— BEGIN Excerpted records —

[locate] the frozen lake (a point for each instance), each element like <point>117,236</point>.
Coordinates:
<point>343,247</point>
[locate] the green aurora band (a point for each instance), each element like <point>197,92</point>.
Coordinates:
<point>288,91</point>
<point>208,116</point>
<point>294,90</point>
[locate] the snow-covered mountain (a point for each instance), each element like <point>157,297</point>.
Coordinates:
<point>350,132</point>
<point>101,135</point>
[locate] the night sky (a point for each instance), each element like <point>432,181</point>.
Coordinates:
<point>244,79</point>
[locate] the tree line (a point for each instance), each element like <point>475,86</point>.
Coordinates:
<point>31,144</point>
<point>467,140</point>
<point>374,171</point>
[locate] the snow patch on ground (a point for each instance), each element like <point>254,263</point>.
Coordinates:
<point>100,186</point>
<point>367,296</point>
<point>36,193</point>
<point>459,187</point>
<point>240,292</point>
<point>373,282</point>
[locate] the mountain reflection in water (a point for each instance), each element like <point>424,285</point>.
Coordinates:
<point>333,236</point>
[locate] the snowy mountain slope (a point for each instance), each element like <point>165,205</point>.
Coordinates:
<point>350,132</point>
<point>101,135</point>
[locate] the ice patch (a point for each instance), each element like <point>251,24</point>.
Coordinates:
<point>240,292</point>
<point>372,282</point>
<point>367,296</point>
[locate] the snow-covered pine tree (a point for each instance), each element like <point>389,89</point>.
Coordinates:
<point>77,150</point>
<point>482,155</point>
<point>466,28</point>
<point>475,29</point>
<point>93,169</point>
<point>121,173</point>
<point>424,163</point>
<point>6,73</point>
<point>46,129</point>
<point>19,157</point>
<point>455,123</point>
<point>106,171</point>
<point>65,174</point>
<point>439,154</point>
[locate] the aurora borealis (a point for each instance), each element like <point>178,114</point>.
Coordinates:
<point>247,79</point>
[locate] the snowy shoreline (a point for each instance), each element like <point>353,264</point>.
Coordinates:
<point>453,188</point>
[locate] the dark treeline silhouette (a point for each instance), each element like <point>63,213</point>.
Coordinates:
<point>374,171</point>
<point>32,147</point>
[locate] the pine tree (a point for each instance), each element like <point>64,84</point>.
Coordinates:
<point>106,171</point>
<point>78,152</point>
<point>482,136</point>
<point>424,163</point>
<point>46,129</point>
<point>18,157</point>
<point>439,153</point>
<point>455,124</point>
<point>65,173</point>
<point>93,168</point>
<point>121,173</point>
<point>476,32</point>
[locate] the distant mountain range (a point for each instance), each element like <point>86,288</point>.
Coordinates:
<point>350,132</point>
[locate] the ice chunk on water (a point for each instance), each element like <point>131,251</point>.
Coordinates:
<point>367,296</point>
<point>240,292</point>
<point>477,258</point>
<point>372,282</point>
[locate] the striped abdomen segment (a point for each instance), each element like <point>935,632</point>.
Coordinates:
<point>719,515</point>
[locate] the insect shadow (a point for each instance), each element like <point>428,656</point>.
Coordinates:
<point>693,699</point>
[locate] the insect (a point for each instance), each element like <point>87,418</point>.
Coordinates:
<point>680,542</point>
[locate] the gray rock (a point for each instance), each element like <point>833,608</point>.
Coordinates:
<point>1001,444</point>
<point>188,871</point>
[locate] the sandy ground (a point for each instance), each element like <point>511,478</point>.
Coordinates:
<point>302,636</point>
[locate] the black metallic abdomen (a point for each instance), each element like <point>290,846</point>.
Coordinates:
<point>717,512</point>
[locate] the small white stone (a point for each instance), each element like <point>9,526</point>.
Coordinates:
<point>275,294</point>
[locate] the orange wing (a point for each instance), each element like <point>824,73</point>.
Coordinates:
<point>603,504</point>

— END Excerpted records —

Problem to work on:
Reproduce the records above, substituting "one point per instance" for every occurrence of "a point for each instance" and leaving all other text unchanged.

Right answer:
[locate] the frozen lake (one point per instance), each element like <point>117,236</point>.
Coordinates:
<point>343,247</point>
[locate] the green aurora band (one point per instance), each element like <point>197,92</point>.
Coordinates:
<point>288,91</point>
<point>208,116</point>
<point>294,90</point>
[locate] the snow-covered mountain (one point per instance), each element like <point>157,297</point>.
Coordinates:
<point>350,132</point>
<point>101,135</point>
[locate] the night sky (one point per instance), each element like <point>432,181</point>.
Coordinates:
<point>244,79</point>
[locate] the tree line (one point per instance), each element like <point>475,86</point>.
Coordinates:
<point>31,144</point>
<point>467,140</point>
<point>374,171</point>
[locate] the snow patch on ground (one point per instance), each element like <point>254,263</point>.
Coordinates:
<point>100,186</point>
<point>367,296</point>
<point>36,193</point>
<point>459,187</point>
<point>240,292</point>
<point>373,282</point>
[locate] the mountain reflection in water (one point per instance), each element like <point>424,285</point>.
Coordinates:
<point>333,236</point>
[locate] the snowy mountain slope (one point per instance), each element like <point>165,205</point>.
Coordinates:
<point>350,132</point>
<point>101,135</point>
[locate] the ice patch (one point per instance), each element like <point>251,24</point>.
Coordinates:
<point>240,292</point>
<point>372,282</point>
<point>367,296</point>
[locate] the snow-covered pine tree (one point per instance), each element like <point>389,89</point>.
Coordinates:
<point>77,150</point>
<point>482,155</point>
<point>466,28</point>
<point>475,29</point>
<point>93,169</point>
<point>121,173</point>
<point>424,163</point>
<point>6,73</point>
<point>46,129</point>
<point>19,157</point>
<point>455,123</point>
<point>106,171</point>
<point>65,174</point>
<point>439,154</point>
[locate] the aurora borealis (one point per instance), each element like <point>178,114</point>.
Coordinates:
<point>247,79</point>
[locate] the snowy shoreline (one point per instance), each element like <point>353,264</point>.
Coordinates:
<point>453,188</point>
[locate] the dark treeline silhouette (one point per instance), each element like <point>63,213</point>.
Coordinates:
<point>374,171</point>
<point>32,147</point>
[locate] the pine tree (one point per instance), each element like <point>64,84</point>.
Coordinates:
<point>106,171</point>
<point>78,152</point>
<point>482,136</point>
<point>424,163</point>
<point>46,129</point>
<point>18,157</point>
<point>439,153</point>
<point>455,124</point>
<point>65,173</point>
<point>93,168</point>
<point>121,173</point>
<point>476,32</point>
[locate] the distant mountain range (one point per instance), each element like <point>86,288</point>.
Coordinates:
<point>350,132</point>
[locate] the ice chunk on water (one point per instance), each element like <point>131,251</point>.
Coordinates:
<point>367,296</point>
<point>240,292</point>
<point>477,258</point>
<point>372,282</point>
[locate] the striped abdomen segment (one point per instance), each element like <point>935,632</point>.
Coordinates:
<point>719,515</point>
[locate] the insect shadow (one point per instance), each element like <point>428,656</point>.
Coordinates:
<point>693,699</point>
[locate] the insect (one point per instance), each element like <point>87,418</point>.
Coordinates:
<point>680,542</point>
[locate] the gray rock (one point per instance), each element like <point>833,608</point>.
Coordinates:
<point>1001,444</point>
<point>188,871</point>
[locate] the sandy ground (one point per instance), each element like <point>511,478</point>.
Coordinates:
<point>302,636</point>
[locate] the black metallic abdomen (one point per instance), each element like <point>290,846</point>.
Coordinates:
<point>717,512</point>
[locate] the small white stone (one point per instance), each element like <point>9,526</point>.
Coordinates:
<point>275,294</point>
[locate] the orange wing (one point per instance), each element like <point>824,73</point>.
Coordinates:
<point>603,504</point>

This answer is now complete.